## Goal of the exercise
Rename "confirmed" to "verified" in the lines starting at the one containing "Audit flag: the young" and ending at the one containing "[154, 94, 444, 339]", and reproduce only those lines with all else unchanged.

[Data extracted from a collection]
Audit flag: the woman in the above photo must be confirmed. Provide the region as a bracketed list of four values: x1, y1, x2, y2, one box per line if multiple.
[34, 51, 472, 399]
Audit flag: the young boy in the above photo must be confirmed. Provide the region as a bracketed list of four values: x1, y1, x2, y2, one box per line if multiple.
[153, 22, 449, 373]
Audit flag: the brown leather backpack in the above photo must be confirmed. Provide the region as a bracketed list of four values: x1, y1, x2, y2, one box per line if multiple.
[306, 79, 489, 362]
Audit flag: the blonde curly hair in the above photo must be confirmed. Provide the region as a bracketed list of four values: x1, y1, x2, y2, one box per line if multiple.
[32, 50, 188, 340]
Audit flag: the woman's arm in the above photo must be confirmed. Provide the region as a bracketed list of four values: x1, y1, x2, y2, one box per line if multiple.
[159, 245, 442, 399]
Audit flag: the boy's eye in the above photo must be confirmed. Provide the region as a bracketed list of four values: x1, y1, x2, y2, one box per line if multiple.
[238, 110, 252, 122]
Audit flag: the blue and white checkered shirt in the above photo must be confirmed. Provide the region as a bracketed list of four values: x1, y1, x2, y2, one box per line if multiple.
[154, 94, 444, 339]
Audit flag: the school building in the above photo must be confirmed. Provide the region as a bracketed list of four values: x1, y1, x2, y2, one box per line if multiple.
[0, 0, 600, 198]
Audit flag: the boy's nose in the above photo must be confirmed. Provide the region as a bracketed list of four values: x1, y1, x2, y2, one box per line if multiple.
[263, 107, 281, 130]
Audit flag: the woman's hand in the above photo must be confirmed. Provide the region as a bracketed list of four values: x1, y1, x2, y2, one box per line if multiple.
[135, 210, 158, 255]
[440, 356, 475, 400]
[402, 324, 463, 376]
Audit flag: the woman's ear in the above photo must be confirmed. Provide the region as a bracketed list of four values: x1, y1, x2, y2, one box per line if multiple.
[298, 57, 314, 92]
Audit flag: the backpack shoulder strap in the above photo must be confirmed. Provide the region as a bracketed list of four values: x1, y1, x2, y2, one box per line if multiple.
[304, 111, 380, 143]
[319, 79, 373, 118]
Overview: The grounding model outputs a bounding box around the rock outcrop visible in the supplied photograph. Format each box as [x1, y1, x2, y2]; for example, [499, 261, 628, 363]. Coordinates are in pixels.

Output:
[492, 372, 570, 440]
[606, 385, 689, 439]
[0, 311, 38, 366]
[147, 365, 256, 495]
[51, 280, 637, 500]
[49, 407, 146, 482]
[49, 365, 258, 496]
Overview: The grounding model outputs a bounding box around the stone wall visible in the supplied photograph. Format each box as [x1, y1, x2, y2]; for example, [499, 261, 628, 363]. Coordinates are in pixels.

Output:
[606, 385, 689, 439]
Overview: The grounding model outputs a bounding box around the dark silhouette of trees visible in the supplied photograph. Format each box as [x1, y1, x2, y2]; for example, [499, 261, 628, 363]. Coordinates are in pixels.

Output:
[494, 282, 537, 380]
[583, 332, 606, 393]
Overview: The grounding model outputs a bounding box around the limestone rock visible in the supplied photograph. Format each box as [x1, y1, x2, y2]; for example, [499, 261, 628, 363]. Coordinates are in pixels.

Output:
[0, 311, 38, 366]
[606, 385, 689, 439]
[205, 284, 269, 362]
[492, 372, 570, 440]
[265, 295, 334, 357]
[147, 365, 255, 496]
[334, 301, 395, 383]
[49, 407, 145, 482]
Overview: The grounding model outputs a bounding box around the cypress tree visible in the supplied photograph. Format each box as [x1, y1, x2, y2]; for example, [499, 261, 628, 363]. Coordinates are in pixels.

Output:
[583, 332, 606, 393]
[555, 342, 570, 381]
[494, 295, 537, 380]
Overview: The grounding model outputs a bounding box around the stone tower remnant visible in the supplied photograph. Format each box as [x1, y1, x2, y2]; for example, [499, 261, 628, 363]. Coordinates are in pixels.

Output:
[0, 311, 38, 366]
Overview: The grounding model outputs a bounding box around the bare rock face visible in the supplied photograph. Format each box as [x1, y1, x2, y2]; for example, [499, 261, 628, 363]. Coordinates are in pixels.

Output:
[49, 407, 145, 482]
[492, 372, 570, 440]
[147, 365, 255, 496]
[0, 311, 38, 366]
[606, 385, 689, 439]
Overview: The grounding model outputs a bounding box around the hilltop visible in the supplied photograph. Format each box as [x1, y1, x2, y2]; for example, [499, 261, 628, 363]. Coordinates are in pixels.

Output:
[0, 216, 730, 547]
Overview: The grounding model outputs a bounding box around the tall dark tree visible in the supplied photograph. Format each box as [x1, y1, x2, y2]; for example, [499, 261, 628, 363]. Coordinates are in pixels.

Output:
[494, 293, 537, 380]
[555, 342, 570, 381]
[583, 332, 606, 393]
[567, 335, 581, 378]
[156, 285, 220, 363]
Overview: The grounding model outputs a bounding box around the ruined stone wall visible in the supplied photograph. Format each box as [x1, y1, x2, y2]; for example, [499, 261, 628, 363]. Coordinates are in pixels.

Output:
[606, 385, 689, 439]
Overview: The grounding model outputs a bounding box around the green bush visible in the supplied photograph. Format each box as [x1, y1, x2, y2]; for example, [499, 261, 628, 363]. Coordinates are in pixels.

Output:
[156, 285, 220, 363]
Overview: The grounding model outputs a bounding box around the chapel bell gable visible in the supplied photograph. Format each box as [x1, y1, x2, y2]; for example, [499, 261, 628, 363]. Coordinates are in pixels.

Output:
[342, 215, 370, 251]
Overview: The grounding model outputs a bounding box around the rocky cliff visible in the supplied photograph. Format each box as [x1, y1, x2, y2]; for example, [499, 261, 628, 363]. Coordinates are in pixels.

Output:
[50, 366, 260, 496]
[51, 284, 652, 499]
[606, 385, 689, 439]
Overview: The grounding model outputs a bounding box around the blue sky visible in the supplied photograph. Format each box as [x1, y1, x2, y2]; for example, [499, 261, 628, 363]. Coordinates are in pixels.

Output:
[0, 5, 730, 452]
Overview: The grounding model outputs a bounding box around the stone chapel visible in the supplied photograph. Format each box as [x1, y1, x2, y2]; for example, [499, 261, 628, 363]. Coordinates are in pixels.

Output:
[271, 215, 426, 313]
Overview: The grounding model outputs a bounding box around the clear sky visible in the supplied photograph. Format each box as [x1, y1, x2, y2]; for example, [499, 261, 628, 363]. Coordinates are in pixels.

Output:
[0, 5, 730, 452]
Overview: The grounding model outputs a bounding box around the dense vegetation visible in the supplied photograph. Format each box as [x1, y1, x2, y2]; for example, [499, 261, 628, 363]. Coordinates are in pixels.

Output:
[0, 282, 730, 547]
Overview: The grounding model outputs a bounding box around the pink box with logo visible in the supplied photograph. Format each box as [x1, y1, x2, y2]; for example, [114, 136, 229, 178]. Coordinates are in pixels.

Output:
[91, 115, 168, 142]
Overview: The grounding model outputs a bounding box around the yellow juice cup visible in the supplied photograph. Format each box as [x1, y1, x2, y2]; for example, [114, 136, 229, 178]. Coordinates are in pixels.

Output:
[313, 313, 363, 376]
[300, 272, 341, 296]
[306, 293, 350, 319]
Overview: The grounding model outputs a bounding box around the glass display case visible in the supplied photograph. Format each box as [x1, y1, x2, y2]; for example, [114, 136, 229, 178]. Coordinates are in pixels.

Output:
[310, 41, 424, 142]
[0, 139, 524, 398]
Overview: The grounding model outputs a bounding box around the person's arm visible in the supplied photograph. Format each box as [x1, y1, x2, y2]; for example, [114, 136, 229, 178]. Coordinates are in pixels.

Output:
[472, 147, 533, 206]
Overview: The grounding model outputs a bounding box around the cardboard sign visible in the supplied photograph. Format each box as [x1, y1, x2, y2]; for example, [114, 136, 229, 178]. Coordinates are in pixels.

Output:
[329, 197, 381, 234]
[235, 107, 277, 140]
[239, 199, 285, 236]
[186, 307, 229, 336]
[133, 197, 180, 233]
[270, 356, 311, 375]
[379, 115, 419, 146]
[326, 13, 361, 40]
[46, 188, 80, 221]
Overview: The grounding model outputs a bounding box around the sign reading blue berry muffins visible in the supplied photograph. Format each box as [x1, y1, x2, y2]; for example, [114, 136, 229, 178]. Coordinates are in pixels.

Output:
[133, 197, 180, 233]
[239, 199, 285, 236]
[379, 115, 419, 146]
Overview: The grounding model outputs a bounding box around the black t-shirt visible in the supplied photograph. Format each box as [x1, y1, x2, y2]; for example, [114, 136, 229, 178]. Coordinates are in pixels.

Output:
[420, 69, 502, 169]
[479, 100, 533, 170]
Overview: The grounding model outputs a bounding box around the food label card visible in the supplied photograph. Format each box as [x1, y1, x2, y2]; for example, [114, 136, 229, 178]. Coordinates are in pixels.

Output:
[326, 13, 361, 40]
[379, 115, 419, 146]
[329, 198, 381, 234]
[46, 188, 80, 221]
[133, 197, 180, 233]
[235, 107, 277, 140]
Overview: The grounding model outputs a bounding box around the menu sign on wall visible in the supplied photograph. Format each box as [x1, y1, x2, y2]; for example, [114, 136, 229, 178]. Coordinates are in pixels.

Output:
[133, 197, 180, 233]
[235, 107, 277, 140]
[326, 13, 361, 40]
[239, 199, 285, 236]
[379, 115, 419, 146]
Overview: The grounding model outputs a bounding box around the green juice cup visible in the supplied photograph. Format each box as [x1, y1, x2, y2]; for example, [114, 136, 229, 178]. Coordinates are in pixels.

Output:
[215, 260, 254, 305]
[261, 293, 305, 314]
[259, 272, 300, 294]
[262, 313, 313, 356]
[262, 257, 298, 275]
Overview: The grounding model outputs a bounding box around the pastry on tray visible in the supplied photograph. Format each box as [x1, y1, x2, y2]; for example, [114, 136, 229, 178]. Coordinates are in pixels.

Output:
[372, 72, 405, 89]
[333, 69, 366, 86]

## Complete response
Audit flag: the young boy in the above photo must be verified. Provide the region as a bracketed list of four values: x1, y1, x2, y2, one box per line if multiple.
[153, 22, 449, 373]
Audit flag: the brown leather backpack in the above photo must be verified. Provide the region as a bracketed list of four values: x1, y1, x2, y2, one box per line if multiple.
[306, 79, 489, 362]
Audit flag: the blonde curly hair in the above photo must be verified. Provide the region as a bracketed list of four values: x1, y1, x2, y2, one box per line if multiple.
[32, 50, 188, 340]
Audit flag: the woman's arm in the above photo must be verified. Provide the region as a bracketed list of four values: x1, y1, x2, y2, one box per line if multiple.
[159, 245, 442, 399]
Audit flag: the boy's eye in the above photo must be verified. Provide the region as a bracketed list of four values: x1, y1, x2, y2, one box per line if multiple.
[238, 110, 252, 122]
Audit flag: the blue and white checkered shirt in the above photo must be verified. Provide the region as a bracketed list of four values: x1, y1, x2, y2, one box per line if multiple.
[154, 94, 444, 339]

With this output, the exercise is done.